## Supplied passage

__________

Assistant Examiner: Paschall; Mark H.
Attorney, Agent or Firm: Tannenbaum; David H. Graziano;
James M.
Claims
What is claimed is:
1. A switch mechanism comprising:
a frame element;
a switch actuator pivotally attached to said frame element;
first arm means one end of which is connected to said switch
actuator and laterally displaced to one side of said pivotal
attachment;
second arm means one end of which is connected to said switch
actuator and laterally displaced to the other side of said pivotal
attachement from said first arm means connection and in force
opposition to said first arm means;
first torsion spring means pivotally connected to the other end of
said first arm means for applying a first force to said switch
actuator through said first arm means;
second torsion spring means pivotally connected to the other end of
said second arm means for applying a second force opposing said
first force to said switch actuator through said second arm means;
and
said switch actuator having two stable positions, each stable
position having one arm means extended in a straight line
relationship with respect to the associated said torsion spring
means and one arm means flexed in an angular relationship with
respect to the associated said torsion spring means and wherein
said applied forces in said two stable positions are unequal
serving to maintain said switch actuator in an established stable
position.
2. The invention of claim 1 wherein:
said first applied force and said second applied force are
functionally related to the angular displacement of said switch
actuator from the horizontal;
said first applied force is greater than said second applied force
when said switch actuator is displaced from the horizontal in the
clockwise direction, locating said switch actuator in a first
stable position; and
said second applied force is greater than said first applied force
when said switch actuator is displaced from the horizontal in the
counterclockwise direction, locating said switch actuator in a
second stable position.
3. The invention of claim 2 wherein said one end of said first and
said second arm means are pivotally connected to said switch
actuator.
4. The invention of claim 3 wherein said spring means comprises a
torsion bar spring maintained in a fixed relationship to said frame
element and co-planar with said switch actuator.
5. A snap action switch comprising:
a switch mechanism comprising:
a frame element;
a switch actuator pivotally attached to said frame element;
first arm means one end of which is connected to said switch
actuator and laterally displaced to one side of said pivotal
attachment;
second arm means one end of which is connected to said switch
actuator and laterally displaced to the other side of said pivotal
attachment from said first arm means connection and in force
opposition to said first arm means;
first torsion spring means pivotally connected to the other end of
said first arm means for applying a first force to said switch
actuator through said first arm means;
second torsion spring means pivotally connected to the other end of
said second arm means for applying a second force opposing said
first force to said switch actuator through said second arm
means;
said switch actuator having two stable positions, each stable
position having one arm means extended in a straight line
relationship with respect to the associated said torsion spring
means and one arm means flexed in an angular relationship with
respect to the associated said torsion spring means and wherein
said applied forces in said two stable positions are unequal
serving to maintain said switch actuator in an established stable
position;
a first contact attached to said frame element; and
a second contact attached to said switch actuator disposed opposite
said first contact, wherein said second contact impinges upon said
first contact as said switch actuator is rotated about its pivot
point to one of said two stable positions.

__________

## Entries supplied
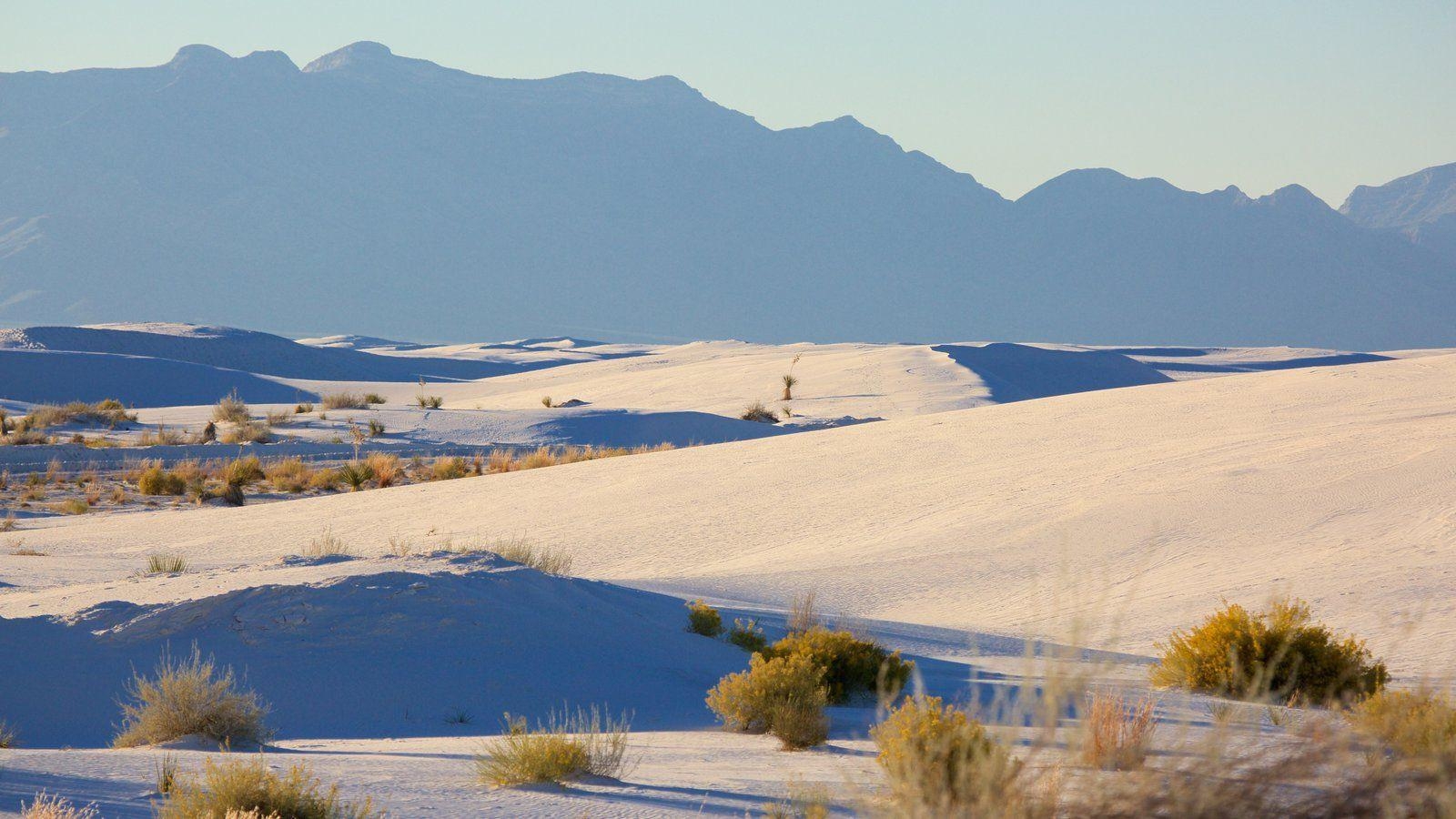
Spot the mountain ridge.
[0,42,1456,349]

__________

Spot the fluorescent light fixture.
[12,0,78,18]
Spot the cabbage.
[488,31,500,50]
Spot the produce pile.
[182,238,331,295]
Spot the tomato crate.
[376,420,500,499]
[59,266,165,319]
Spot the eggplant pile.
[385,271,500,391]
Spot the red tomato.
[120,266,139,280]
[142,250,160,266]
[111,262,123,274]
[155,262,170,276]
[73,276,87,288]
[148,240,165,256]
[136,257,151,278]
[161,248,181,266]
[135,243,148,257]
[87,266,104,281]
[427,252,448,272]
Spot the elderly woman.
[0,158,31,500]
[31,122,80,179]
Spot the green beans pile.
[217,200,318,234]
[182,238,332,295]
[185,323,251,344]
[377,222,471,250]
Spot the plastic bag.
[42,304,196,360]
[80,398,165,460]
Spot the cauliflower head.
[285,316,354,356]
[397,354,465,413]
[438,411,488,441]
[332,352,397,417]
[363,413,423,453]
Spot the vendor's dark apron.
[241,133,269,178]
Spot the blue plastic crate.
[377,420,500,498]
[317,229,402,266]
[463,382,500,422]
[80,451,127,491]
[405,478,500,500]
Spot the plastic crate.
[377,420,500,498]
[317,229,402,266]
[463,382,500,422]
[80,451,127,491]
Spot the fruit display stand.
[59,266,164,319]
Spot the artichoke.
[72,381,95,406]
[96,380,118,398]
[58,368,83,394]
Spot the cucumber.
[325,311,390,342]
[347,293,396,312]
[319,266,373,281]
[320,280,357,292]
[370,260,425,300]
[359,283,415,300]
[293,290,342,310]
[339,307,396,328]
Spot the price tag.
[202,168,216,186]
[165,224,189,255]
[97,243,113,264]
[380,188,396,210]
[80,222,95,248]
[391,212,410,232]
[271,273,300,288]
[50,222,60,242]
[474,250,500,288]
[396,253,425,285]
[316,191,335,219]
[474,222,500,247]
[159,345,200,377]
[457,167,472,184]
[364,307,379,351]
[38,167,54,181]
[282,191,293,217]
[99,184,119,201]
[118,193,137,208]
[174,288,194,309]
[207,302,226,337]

__________

In the switch patent claims, what does claim 4 say the spring means comprises?

A torsion bar spring maintained in a fixed relationship to the frame element and co-planar with the switch actuator.